─── Data shown
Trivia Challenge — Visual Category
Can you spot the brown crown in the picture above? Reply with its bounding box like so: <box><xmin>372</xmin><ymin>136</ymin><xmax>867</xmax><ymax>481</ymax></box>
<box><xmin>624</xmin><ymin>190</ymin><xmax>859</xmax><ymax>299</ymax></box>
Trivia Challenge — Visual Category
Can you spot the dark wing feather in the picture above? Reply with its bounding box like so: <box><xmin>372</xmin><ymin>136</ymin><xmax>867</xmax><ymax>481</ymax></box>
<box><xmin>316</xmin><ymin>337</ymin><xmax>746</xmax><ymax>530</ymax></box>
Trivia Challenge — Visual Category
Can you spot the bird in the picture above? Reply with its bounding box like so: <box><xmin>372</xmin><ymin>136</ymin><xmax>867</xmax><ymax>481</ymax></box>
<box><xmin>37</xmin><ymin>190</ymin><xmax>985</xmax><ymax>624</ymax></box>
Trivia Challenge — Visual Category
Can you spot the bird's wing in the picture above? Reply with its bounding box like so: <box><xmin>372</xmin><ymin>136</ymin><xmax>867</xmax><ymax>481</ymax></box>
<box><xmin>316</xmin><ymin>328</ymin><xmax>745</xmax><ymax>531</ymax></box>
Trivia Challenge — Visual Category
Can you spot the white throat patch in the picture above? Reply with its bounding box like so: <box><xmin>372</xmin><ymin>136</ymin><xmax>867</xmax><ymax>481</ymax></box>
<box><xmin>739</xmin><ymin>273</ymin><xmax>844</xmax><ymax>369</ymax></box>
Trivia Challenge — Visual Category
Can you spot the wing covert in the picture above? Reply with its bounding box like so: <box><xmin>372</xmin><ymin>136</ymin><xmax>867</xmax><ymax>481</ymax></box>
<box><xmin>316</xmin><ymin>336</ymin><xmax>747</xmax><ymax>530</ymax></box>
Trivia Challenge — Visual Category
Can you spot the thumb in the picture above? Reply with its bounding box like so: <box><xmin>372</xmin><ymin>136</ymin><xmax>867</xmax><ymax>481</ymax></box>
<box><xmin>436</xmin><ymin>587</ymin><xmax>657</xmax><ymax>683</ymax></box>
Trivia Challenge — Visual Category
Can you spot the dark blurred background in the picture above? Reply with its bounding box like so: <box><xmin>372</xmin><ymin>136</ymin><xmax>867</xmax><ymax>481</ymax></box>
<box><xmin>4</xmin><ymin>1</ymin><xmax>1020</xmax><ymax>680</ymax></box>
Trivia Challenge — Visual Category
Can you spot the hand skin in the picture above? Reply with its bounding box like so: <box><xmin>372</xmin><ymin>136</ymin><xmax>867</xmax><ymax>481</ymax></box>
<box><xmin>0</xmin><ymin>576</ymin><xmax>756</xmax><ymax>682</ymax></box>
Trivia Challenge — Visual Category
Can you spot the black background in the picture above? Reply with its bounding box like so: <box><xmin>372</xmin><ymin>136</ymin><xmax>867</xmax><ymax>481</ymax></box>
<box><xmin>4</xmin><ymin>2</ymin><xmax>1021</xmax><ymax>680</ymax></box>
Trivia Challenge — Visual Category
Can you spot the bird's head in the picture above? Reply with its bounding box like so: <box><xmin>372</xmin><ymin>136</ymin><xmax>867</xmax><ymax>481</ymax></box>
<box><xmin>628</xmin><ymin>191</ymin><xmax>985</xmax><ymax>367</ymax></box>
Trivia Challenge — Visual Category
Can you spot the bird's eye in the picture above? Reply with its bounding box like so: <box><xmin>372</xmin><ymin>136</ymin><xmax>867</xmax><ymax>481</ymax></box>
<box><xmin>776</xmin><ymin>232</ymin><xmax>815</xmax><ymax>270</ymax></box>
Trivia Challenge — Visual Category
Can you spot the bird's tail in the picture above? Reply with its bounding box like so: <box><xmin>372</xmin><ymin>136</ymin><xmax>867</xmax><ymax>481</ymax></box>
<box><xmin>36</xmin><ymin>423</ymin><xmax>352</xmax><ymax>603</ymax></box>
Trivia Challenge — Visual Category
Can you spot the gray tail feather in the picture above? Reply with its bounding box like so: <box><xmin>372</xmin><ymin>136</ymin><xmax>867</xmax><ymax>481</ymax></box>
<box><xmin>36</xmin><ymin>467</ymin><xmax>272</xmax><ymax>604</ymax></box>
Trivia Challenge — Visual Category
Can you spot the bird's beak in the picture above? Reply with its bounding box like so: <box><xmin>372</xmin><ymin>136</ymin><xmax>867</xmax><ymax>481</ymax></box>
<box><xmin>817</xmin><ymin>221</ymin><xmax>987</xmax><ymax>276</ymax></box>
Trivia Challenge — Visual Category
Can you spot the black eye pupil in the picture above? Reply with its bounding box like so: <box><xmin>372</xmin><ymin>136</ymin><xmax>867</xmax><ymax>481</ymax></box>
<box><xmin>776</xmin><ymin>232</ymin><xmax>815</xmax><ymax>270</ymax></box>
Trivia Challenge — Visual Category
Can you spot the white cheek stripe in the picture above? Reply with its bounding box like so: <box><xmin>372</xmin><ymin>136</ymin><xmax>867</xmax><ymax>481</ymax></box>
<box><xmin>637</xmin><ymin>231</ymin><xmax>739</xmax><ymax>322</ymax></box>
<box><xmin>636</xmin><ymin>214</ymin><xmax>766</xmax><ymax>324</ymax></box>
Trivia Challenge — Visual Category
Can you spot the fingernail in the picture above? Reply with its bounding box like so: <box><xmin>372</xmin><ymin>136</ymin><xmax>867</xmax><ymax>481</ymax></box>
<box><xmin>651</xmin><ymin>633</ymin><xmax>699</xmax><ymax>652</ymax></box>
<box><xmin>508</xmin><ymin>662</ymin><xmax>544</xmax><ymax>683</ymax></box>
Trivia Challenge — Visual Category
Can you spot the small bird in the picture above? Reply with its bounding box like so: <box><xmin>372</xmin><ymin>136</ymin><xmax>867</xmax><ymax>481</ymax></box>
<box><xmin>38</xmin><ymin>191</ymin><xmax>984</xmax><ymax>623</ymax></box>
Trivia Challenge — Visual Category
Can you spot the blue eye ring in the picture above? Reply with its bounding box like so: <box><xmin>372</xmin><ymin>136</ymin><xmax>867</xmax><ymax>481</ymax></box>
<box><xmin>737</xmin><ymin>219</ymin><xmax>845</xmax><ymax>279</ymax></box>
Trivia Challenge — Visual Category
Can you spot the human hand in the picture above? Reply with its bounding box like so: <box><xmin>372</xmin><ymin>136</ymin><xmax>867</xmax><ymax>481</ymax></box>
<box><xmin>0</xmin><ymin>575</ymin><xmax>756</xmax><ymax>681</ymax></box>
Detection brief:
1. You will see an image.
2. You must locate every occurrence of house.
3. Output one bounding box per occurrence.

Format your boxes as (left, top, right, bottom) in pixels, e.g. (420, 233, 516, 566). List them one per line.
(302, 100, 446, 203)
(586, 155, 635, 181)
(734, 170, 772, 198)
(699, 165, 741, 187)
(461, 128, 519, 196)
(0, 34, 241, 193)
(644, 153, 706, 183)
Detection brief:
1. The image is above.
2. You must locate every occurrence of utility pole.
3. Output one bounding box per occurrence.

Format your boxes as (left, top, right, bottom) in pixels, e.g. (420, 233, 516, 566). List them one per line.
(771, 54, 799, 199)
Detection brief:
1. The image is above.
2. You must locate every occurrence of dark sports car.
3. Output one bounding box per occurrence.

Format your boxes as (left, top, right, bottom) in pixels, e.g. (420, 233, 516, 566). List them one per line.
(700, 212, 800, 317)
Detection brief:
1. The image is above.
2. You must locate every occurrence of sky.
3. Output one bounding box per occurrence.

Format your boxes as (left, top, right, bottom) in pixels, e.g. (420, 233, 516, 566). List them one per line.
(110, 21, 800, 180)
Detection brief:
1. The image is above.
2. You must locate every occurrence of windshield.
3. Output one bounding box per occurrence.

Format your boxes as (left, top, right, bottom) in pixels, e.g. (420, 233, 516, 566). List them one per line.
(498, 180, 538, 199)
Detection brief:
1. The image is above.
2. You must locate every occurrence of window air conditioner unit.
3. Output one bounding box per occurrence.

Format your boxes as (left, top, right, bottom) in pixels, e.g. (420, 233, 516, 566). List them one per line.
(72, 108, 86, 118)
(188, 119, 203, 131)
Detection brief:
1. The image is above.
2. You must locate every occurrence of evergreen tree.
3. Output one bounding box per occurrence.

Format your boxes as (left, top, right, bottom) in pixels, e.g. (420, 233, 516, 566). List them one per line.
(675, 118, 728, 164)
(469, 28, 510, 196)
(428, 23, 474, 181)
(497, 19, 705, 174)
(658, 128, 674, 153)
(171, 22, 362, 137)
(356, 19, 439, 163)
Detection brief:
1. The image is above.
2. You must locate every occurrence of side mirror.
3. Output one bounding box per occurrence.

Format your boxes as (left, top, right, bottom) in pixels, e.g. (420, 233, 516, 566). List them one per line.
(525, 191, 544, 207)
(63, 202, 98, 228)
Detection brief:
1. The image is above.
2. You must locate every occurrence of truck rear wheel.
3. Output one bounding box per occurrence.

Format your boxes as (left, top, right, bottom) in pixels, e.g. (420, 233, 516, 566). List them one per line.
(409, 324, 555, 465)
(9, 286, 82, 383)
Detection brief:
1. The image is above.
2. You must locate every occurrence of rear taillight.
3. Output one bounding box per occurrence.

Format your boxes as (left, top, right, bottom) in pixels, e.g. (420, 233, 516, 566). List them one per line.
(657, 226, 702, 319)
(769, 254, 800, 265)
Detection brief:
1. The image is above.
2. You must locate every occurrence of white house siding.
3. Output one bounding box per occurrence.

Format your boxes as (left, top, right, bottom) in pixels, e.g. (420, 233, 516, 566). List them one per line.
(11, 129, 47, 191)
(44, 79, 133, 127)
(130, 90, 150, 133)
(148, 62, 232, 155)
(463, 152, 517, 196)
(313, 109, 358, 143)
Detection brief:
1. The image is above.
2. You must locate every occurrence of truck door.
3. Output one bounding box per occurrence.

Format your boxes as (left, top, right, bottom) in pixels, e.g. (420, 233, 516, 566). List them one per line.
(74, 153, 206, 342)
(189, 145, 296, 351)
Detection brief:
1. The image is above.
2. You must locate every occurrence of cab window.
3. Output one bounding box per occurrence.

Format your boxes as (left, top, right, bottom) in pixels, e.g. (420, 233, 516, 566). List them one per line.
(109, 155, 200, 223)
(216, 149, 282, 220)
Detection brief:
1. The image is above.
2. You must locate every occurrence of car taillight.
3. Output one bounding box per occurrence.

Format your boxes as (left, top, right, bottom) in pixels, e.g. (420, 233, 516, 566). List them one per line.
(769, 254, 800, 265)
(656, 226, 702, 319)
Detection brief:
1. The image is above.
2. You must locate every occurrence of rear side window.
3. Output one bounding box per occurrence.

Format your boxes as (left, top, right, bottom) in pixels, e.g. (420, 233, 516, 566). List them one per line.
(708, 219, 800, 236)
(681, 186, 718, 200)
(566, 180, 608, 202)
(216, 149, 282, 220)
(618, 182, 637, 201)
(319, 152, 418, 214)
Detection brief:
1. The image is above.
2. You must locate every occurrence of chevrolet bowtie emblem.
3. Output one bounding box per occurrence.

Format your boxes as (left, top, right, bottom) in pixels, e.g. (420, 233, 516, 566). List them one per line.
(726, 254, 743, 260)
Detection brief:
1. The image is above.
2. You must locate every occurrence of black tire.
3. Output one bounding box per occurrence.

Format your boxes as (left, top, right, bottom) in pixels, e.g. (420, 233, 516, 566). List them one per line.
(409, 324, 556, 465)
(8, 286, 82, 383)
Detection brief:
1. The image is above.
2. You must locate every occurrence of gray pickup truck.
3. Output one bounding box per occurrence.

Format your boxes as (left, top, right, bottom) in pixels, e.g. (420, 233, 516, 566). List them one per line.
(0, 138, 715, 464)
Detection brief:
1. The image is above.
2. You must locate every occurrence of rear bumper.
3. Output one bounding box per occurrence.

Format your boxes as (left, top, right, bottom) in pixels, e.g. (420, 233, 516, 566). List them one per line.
──────
### Task to complete
Search the data for "side". Copy every line that has it.

### Solved exercise
2. You must locate every occurrence of side mirror.
2. You must locate every occurrence of rear side window.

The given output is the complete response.